◆ WHAT TO DO ◆
Exactly repeat all the records below, omitting the images they hold.

◆ RAW RECORDS ◆
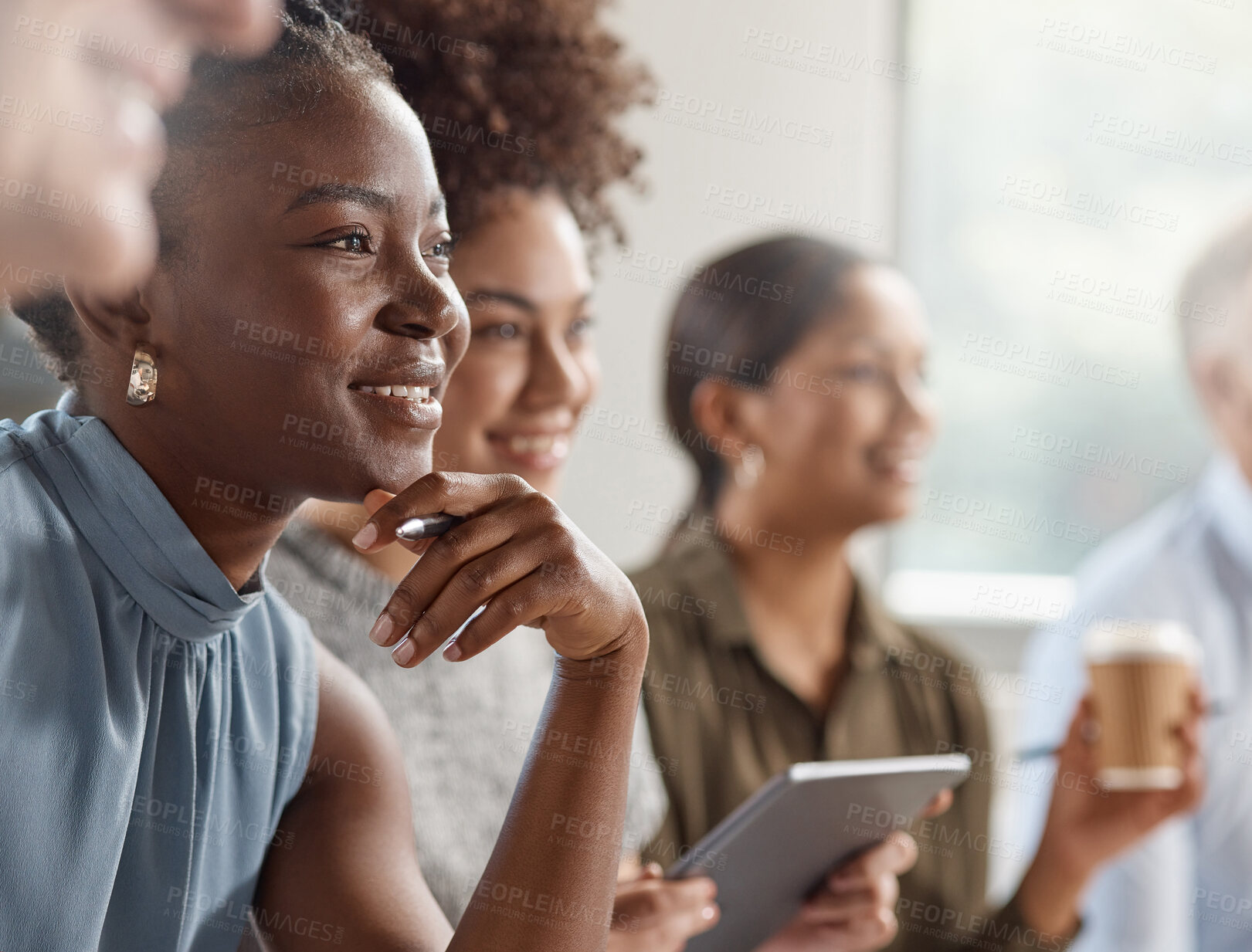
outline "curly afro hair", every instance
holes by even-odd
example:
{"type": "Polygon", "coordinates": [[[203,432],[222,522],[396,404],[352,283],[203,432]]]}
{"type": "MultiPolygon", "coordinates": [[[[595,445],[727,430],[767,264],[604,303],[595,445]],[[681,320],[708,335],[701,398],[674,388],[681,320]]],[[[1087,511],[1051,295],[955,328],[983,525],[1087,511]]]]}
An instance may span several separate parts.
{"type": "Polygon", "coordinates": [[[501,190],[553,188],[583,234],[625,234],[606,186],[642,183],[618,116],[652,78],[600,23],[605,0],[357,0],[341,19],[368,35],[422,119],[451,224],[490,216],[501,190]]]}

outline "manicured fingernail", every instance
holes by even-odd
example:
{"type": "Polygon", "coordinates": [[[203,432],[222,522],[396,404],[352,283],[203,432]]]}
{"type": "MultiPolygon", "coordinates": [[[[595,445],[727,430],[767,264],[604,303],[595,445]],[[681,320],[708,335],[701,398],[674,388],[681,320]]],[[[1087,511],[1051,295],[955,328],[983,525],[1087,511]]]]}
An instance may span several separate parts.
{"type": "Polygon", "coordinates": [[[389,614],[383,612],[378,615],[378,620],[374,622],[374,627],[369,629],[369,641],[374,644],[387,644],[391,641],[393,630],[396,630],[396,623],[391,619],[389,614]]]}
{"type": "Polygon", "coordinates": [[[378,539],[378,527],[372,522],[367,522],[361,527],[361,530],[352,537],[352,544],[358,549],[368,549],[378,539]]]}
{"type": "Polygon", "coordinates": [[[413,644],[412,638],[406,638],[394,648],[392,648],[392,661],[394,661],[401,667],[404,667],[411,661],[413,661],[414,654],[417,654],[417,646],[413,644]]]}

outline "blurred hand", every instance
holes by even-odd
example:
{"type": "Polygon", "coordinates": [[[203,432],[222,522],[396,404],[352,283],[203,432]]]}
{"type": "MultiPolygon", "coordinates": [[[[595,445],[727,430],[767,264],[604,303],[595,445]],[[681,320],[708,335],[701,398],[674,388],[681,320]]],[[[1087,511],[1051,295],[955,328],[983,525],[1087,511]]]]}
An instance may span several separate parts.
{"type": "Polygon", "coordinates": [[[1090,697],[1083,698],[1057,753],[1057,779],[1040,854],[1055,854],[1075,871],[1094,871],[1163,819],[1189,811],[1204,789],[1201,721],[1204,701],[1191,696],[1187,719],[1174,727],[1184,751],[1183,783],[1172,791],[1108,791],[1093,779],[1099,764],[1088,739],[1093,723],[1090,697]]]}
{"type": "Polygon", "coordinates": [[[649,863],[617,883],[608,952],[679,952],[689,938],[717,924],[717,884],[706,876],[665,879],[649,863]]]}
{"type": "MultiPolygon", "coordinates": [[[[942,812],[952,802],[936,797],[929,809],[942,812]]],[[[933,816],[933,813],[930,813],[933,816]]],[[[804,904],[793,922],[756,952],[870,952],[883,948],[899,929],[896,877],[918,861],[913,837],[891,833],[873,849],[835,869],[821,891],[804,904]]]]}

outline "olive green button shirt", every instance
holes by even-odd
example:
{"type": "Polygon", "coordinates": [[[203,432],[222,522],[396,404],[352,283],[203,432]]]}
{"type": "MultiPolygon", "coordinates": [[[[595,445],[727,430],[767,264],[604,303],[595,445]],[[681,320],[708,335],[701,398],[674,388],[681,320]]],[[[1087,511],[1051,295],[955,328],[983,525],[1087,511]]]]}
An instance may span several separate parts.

◆ ANSWER TO THE EXERCISE ◆
outline "curly afro hair", every instance
holes by even-odd
example:
{"type": "Polygon", "coordinates": [[[203,432],[222,522],[396,404],[352,283],[203,432]]]}
{"type": "MultiPolygon", "coordinates": [[[[595,445],[727,430],[767,264],[604,303],[595,445]],[[681,320],[708,335],[701,398],[674,388],[681,320]]],[[[1087,511],[1051,295],[955,328],[983,525],[1087,511]]]]}
An instance may span several separate parts.
{"type": "Polygon", "coordinates": [[[501,190],[553,188],[583,234],[625,234],[606,186],[642,183],[618,116],[652,78],[600,23],[605,0],[357,0],[341,19],[368,35],[422,119],[451,224],[490,216],[501,190]]]}

outline "manicured fingernail", every instance
holes by even-odd
example:
{"type": "Polygon", "coordinates": [[[203,432],[222,522],[396,404],[352,283],[203,432]]]}
{"type": "MultiPolygon", "coordinates": [[[[595,445],[727,430],[767,264],[604,303],[595,445]],[[681,320],[708,335],[701,398],[674,388],[681,320]]],[[[1087,511],[1051,295],[955,328],[983,525],[1087,511]]]]}
An instance may span several separate parts.
{"type": "Polygon", "coordinates": [[[389,614],[383,612],[378,615],[378,620],[374,622],[374,627],[369,629],[369,641],[374,644],[387,644],[391,641],[393,630],[396,630],[396,623],[391,619],[389,614]]]}
{"type": "Polygon", "coordinates": [[[378,539],[378,527],[372,522],[367,522],[361,527],[361,530],[352,537],[352,544],[358,549],[368,549],[378,539]]]}
{"type": "Polygon", "coordinates": [[[413,644],[412,638],[406,638],[394,648],[392,648],[392,661],[394,661],[401,667],[404,667],[411,661],[413,661],[414,654],[417,654],[417,646],[413,644]]]}

outline "blurred hand", every instance
holes by even-odd
example:
{"type": "Polygon", "coordinates": [[[203,432],[222,522],[396,404],[352,283],[203,432]]]}
{"type": "MultiPolygon", "coordinates": [[[[595,445],[727,430],[767,264],[604,303],[595,445]],[[681,320],[708,335],[701,398],[674,388],[681,320]]],[[[1087,511],[1051,295],[955,328],[983,525],[1087,511]]]]}
An instance may span several separate parts.
{"type": "Polygon", "coordinates": [[[1090,697],[1083,698],[1057,753],[1057,779],[1040,854],[1055,854],[1075,871],[1094,871],[1163,819],[1189,811],[1204,789],[1201,721],[1204,701],[1191,696],[1187,719],[1174,727],[1184,751],[1183,783],[1172,791],[1108,791],[1093,779],[1099,764],[1088,739],[1093,723],[1090,697]]]}
{"type": "Polygon", "coordinates": [[[649,863],[617,883],[608,952],[679,952],[689,938],[717,924],[717,884],[706,876],[665,879],[649,863]]]}
{"type": "MultiPolygon", "coordinates": [[[[942,812],[952,802],[936,797],[929,809],[942,812]]],[[[933,816],[933,813],[930,813],[933,816]]],[[[804,904],[793,922],[756,952],[870,952],[883,948],[899,929],[896,877],[918,861],[913,837],[891,833],[873,849],[835,869],[821,891],[804,904]]]]}

outline "olive green button shirt", every instance
holes by even-odd
example:
{"type": "Polygon", "coordinates": [[[203,432],[222,522],[396,404],[352,283],[203,432]]]}
{"type": "MultiPolygon", "coordinates": [[[[595,445],[727,430],[767,264],[604,303],[595,445]],[[681,320],[708,335],[701,398],[674,388],[681,320]]],[[[1087,511],[1051,295],[955,328],[983,525],[1087,511]]]]}
An instance may span several separate parts.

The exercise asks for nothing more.